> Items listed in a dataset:

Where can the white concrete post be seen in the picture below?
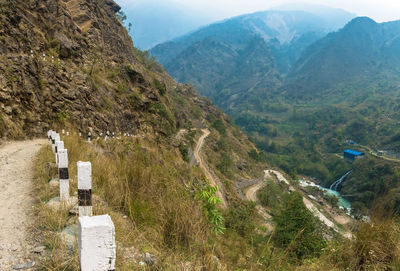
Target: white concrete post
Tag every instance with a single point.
(63, 174)
(85, 188)
(59, 146)
(54, 138)
(49, 132)
(96, 242)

> What to produce: Copy every line of the records above word for word, but leave out the pictures.

> The completed task:
Where can the white concrete post be seen in the picture below?
Target: white concrete post
Tag every instance with a single point.
(63, 174)
(85, 188)
(59, 146)
(54, 138)
(49, 132)
(96, 242)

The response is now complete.